## EXERCISE INPUTS:
▬▬▬▬▬▬
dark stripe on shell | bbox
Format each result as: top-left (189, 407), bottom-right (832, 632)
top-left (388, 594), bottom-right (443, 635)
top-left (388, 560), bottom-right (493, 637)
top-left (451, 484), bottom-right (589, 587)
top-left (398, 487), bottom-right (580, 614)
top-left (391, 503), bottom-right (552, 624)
▬▬▬▬▬▬
## SHORT TASK:
Lay out the material above as a CSV with the columns input and output, one row for each text and its answer. Put each value in a single quoted field, with line breaks replaced by spaces.

## EXERCISE RESULT:
input,output
"dark stripe on shell | bbox Format each result as: top-left (189, 407), bottom-right (832, 632)","top-left (388, 594), bottom-right (443, 635) top-left (388, 560), bottom-right (493, 637) top-left (451, 484), bottom-right (589, 587) top-left (398, 487), bottom-right (580, 614) top-left (391, 503), bottom-right (552, 624)"